::: Given information

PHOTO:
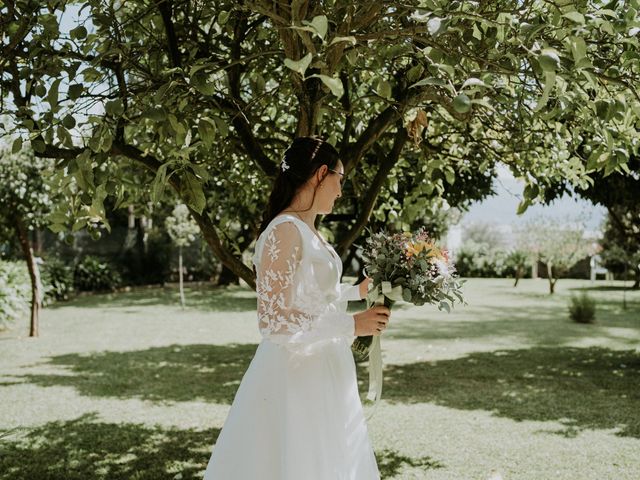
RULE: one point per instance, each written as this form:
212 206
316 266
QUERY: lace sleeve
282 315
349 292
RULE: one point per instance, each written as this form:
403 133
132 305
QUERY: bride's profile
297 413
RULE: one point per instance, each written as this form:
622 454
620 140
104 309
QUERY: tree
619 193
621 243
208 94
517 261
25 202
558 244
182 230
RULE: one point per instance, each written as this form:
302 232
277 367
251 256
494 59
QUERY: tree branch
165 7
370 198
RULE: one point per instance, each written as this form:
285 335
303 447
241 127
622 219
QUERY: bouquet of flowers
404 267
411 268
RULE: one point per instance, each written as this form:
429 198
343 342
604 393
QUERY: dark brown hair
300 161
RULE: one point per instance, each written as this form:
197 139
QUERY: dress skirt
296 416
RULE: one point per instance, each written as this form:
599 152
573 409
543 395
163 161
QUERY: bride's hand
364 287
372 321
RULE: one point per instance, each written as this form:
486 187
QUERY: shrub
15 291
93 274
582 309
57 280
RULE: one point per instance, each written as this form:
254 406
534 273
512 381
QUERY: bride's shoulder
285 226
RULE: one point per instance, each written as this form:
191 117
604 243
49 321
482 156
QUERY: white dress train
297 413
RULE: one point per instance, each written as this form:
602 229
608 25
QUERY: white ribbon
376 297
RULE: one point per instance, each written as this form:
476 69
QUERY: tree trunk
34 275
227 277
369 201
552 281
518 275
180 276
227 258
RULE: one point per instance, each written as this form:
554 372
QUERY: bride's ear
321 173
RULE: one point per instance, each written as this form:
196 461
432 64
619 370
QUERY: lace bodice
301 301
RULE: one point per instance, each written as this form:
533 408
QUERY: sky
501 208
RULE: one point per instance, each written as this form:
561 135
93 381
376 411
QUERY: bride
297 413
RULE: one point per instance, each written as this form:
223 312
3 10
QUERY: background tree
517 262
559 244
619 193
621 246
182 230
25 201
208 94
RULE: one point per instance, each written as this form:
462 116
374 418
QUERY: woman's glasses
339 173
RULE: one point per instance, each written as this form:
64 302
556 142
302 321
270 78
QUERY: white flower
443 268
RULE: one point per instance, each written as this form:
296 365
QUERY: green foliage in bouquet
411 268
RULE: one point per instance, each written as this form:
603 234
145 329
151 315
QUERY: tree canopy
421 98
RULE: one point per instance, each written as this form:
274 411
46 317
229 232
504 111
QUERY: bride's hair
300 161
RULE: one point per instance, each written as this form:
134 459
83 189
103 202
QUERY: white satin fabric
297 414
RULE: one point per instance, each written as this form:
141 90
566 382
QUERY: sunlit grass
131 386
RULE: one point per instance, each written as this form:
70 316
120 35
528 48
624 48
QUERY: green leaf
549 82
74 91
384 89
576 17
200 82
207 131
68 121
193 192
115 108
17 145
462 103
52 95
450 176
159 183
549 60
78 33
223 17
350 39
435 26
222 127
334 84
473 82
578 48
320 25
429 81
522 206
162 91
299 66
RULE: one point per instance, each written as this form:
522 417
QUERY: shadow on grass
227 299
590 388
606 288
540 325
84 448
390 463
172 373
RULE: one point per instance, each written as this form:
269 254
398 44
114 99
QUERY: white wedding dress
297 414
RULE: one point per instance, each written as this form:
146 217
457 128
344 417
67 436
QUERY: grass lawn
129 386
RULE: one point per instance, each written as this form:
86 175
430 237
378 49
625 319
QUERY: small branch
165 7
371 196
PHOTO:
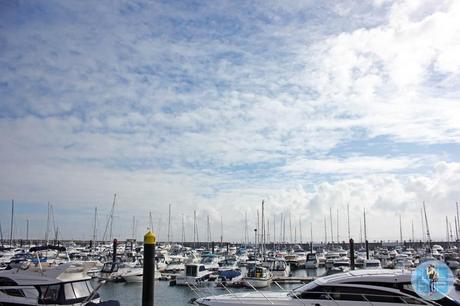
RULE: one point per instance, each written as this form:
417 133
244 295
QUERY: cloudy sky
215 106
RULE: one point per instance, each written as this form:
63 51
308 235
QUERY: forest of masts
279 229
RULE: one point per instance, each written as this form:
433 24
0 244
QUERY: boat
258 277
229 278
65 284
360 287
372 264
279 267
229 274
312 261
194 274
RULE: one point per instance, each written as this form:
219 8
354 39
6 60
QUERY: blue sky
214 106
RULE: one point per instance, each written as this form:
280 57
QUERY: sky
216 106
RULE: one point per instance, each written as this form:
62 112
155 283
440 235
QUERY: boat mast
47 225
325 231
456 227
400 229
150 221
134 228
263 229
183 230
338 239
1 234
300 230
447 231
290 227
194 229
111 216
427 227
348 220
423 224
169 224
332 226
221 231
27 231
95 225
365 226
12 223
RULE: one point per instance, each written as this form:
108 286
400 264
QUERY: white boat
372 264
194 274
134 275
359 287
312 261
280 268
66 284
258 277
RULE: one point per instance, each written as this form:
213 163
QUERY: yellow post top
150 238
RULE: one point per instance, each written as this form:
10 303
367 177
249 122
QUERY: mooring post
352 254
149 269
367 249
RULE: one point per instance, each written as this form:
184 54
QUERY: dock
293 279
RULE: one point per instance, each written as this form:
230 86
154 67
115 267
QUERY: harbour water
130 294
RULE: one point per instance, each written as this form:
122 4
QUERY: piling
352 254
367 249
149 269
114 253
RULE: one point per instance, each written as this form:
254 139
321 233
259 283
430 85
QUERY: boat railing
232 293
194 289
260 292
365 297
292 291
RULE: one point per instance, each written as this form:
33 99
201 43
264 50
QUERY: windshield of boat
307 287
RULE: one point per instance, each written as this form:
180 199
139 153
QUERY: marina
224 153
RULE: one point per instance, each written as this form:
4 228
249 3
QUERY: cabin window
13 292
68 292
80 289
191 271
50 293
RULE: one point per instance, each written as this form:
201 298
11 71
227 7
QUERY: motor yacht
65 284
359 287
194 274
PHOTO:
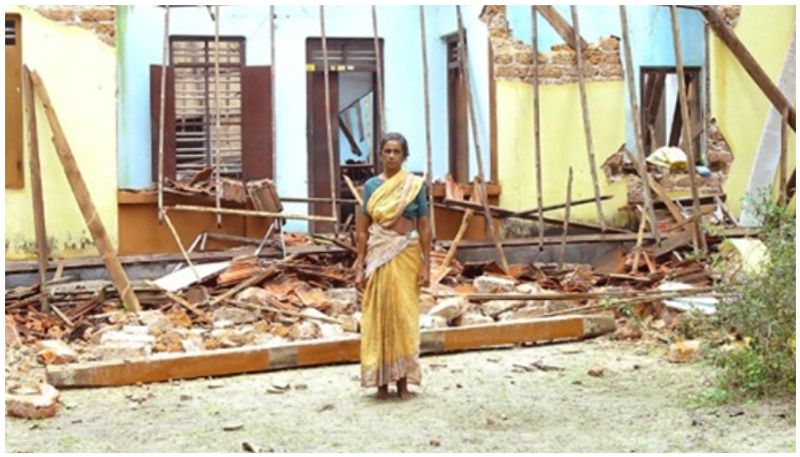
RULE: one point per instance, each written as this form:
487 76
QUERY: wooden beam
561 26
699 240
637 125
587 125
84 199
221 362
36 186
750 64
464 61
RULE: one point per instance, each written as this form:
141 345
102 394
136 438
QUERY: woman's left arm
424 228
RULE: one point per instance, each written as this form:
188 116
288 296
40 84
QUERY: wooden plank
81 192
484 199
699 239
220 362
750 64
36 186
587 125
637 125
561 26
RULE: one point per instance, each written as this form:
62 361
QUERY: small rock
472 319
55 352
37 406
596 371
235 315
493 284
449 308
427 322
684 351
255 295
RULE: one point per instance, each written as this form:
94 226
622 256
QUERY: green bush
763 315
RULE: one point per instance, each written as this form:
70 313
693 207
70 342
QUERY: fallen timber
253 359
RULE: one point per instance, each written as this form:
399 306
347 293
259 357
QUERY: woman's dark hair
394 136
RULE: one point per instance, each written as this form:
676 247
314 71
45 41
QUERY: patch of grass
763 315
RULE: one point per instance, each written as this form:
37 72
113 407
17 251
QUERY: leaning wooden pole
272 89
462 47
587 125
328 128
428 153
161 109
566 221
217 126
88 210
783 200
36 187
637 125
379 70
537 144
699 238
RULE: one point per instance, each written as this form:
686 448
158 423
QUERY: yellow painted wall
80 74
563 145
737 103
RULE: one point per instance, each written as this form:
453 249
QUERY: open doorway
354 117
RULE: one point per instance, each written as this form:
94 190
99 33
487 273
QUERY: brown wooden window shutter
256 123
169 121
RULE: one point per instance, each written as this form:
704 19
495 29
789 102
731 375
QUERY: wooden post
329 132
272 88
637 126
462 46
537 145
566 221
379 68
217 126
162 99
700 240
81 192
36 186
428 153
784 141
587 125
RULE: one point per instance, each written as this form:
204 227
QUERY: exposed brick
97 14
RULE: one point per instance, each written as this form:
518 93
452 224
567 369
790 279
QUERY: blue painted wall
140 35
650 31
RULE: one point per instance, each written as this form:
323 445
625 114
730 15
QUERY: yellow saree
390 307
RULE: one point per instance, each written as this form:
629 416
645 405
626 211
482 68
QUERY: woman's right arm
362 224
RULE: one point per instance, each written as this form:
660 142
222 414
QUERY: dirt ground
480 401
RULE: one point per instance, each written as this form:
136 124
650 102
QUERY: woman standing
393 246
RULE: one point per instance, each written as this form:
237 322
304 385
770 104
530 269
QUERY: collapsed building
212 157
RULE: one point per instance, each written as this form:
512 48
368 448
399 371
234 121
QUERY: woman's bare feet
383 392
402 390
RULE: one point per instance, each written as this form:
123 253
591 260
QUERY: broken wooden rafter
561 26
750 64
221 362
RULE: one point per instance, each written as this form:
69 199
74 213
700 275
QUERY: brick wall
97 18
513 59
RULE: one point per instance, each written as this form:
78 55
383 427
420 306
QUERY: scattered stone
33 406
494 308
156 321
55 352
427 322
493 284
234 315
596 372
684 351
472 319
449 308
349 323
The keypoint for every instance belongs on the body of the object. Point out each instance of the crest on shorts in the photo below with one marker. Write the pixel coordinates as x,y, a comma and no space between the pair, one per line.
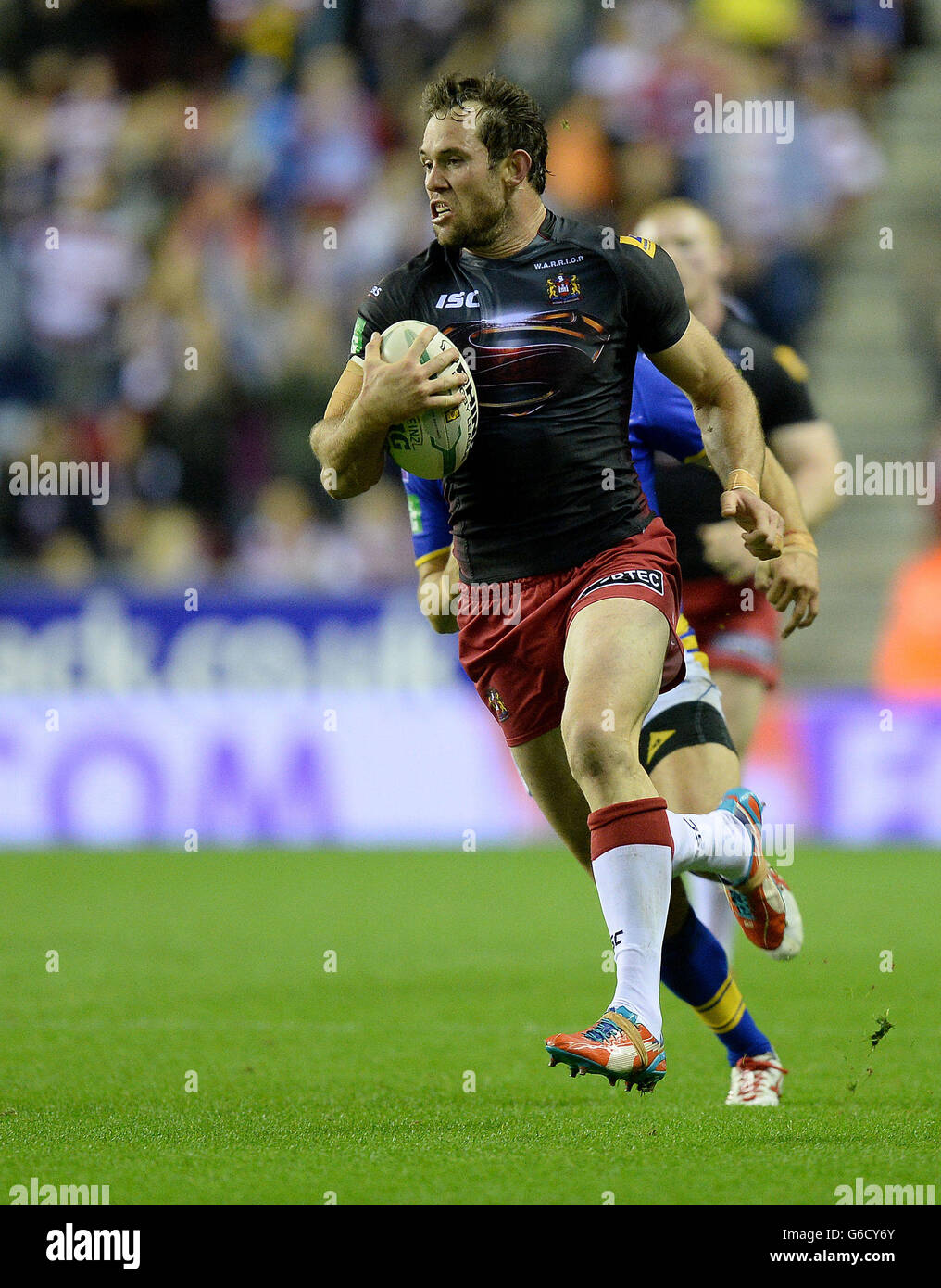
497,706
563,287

::::::

» **Given task**
Recast the lines starting at the one containing "The keypoint for" and ending at the last line of the entries as a numbered list, skipping any blank lines. Leave the pictures out of your answer.

» **Result for this exercise**
1. The keypoint for every instance belongs on the body of the object. Point out each instance of the crest on shorts in the photo below with one marker. Write the pixel coordinates as x,y, a comma and no space between the pair, one per line.
2. 497,706
3. 563,287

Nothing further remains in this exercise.